• **TASK 1**:
Turn everything from the start of the records down to the line containing "top-left (317, 266), bottom-right (499, 391)" into a numbered list, skipping blank lines and leaving out the pictures.

According to the Times of Northwest Indiana, Schaap admitted to having an extramarital affair with a member of his 15,000-strong congregation. Lake County (Ind.) Sheriff’s authorities and the FBI are trying to determine if the female in question was 16 at the time Schaap initiated the relationship. Times of Northwest Indiana columnist Mark Kiesling reports that the girl was transported to a Cook County Forest Preserve and Michigan for interludes with Schaap, which would explain the FBI's involvement. Lake County Sheriff John Buncich said the investigation involves the church and Hyles-Anderson College, which it operates.

Church spokesman Eddie Wilson told the Times its deacon board made the decision to remove Schaap and that the relationship was a dismissible offense under the church’s bylaws.

Schaap is the son-in-law of First Baptist’s founder, Jack Hyles, who built the church into one of the largest in the country using a massive bus ministry that incorporated carnival antics with testimonials, targeting Chicago’s South and West sides: a program that exists to this day. In the mid-1970s Time magazine quoted First Baptist as having the “world’s largest Sunday school” and up to 14,000 people attended services weekly.

This is not the first time First Baptist has been involved in a sexual scandal. A 1997 lawsuit claimed that a 42-year-old woman who attended the church was raped and beaten multiple times between 1991 and 1996; Jack Hyles was named as a defendant because he failed to protect the woman.

Schaap has often been criticized for his misogynistic and sexist approach to Christianity. His teachings and writings have consistently referred to a relationship with God in a sexual context, with God being the male in the relationship and man the female in a “spiritual intercourse.” He’s also preached that God said that men must be the dominant partner in a marriage.

• **SOURCE RECORDS**:
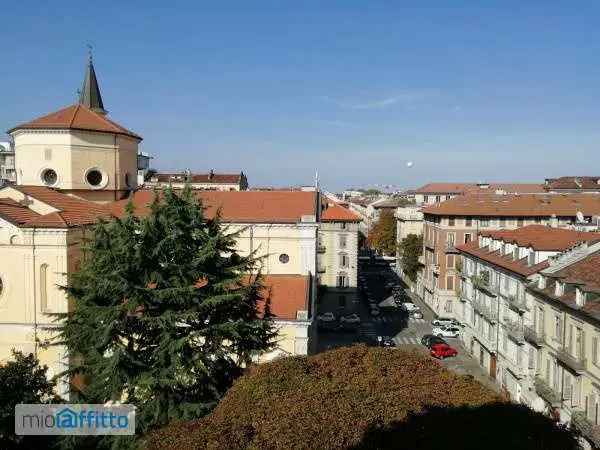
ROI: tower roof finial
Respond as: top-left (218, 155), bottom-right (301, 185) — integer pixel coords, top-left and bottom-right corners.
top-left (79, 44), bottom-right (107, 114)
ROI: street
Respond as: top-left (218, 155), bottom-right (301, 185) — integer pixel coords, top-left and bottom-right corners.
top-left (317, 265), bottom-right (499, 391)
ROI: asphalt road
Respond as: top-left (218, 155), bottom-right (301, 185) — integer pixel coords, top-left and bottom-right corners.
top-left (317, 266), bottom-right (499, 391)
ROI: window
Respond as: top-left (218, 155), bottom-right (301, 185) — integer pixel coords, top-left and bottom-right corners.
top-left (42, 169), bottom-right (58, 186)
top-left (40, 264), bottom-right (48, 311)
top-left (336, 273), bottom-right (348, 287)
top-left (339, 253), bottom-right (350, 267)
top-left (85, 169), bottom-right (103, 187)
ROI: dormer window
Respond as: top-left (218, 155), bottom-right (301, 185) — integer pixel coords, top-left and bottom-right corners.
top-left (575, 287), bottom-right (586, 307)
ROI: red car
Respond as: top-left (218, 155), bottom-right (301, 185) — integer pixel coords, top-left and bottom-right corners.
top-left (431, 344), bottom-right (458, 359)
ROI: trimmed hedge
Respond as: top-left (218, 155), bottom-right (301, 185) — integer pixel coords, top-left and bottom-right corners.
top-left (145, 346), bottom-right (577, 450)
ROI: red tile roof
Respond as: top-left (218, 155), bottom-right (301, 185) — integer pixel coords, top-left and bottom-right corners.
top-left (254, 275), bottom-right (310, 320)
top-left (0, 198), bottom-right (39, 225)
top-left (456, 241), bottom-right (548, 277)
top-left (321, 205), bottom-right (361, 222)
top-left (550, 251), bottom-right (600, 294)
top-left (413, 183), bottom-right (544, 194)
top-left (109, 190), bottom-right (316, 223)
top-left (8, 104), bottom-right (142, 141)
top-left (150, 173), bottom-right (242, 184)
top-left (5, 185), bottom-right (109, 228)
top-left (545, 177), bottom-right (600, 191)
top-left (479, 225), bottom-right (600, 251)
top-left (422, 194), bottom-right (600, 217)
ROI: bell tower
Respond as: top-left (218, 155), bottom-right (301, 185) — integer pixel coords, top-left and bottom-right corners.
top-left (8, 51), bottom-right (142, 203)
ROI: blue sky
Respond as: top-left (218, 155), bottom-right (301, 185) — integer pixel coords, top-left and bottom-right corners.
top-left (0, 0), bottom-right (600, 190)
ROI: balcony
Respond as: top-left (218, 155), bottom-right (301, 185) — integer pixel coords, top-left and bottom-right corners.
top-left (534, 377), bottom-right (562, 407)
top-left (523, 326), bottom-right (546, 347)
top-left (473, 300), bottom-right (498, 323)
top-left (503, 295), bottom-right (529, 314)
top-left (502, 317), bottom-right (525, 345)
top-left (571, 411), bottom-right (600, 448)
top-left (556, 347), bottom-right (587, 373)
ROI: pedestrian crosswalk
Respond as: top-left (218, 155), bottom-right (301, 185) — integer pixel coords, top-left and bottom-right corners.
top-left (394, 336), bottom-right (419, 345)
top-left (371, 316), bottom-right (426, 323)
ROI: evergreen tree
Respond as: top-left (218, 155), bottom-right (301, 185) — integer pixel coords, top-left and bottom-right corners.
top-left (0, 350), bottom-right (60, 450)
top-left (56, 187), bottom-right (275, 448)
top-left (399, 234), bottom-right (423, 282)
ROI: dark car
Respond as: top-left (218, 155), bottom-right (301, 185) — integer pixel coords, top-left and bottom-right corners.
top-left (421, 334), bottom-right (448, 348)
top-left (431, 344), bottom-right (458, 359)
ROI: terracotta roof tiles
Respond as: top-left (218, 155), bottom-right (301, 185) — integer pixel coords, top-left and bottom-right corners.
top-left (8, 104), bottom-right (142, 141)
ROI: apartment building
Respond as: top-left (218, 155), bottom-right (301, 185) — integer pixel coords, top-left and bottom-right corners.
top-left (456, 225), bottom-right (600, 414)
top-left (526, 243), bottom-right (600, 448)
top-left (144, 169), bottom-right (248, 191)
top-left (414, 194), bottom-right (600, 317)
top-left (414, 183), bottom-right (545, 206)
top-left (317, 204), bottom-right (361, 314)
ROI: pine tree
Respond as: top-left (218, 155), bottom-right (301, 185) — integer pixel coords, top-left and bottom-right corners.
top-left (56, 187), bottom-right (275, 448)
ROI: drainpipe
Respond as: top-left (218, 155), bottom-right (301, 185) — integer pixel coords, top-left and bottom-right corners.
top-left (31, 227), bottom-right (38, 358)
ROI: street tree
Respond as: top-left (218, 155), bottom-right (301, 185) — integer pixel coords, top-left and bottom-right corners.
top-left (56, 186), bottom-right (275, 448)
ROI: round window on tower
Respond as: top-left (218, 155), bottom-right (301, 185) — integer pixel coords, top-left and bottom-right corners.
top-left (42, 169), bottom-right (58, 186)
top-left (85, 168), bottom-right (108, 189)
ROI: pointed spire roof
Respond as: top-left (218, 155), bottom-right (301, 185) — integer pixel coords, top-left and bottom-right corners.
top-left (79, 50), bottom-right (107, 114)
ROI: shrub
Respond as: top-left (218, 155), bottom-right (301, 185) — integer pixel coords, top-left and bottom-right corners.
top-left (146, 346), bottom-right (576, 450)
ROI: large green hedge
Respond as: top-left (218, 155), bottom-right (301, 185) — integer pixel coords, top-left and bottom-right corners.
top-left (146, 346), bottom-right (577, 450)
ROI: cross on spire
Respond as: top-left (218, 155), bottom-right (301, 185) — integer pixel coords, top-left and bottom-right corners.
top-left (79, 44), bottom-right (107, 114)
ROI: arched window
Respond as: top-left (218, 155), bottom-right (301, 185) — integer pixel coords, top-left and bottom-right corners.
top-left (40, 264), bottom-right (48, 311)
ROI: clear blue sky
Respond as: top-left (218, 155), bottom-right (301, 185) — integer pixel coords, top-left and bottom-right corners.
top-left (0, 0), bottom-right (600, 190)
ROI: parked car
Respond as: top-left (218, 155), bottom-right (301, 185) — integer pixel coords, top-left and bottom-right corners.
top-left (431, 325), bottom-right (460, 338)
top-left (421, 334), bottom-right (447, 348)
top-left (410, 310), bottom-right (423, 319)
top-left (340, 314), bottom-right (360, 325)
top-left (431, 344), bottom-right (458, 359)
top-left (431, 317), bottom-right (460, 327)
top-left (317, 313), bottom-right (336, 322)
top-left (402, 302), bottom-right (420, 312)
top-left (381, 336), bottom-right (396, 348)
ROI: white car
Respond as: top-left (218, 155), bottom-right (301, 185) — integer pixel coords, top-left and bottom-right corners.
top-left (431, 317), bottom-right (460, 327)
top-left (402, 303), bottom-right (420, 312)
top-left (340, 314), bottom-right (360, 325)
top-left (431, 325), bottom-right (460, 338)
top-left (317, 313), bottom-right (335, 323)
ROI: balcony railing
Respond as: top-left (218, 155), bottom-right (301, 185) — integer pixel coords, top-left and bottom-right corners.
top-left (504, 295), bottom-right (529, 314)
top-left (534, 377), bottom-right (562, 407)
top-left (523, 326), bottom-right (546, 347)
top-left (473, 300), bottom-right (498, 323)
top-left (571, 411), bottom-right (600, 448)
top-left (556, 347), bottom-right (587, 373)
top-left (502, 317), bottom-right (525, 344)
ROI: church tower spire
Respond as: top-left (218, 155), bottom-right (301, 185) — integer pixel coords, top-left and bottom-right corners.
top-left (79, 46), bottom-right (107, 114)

• **TASK 2**:
Summarize the excerpt about Schaap and First Baptist in two sentences.

• **WRITTEN SOLUTION 1**:
1. ROI: tower roof finial
2. Respond as: top-left (218, 155), bottom-right (301, 185) — integer pixel coords, top-left and bottom-right corners.
3. top-left (79, 44), bottom-right (107, 114)
4. ROI: street
5. Respond as: top-left (218, 155), bottom-right (301, 185) — integer pixel coords, top-left and bottom-right corners.
6. top-left (317, 265), bottom-right (499, 391)
7. ROI: asphalt road
8. Respond as: top-left (218, 155), bottom-right (301, 185) — integer pixel coords, top-left and bottom-right corners.
9. top-left (317, 266), bottom-right (499, 391)

• **WRITTEN SOLUTION 2**:
Schaap admitted to an extramarital affair with a member of his congregation, and First Baptist's deacon board removed him while Lake County Sheriff's authorities and the FBI try to determine whether the female was 16 when the relationship began. The church, founded by Schaap's father-in-law Jack Hyles and once quoted as having the "world's largest Sunday school," was involved in an earlier sexual scandal through a 1997 lawsuit, and Schaap has often been criticized for a misogynistic and sexist approach to Christianity.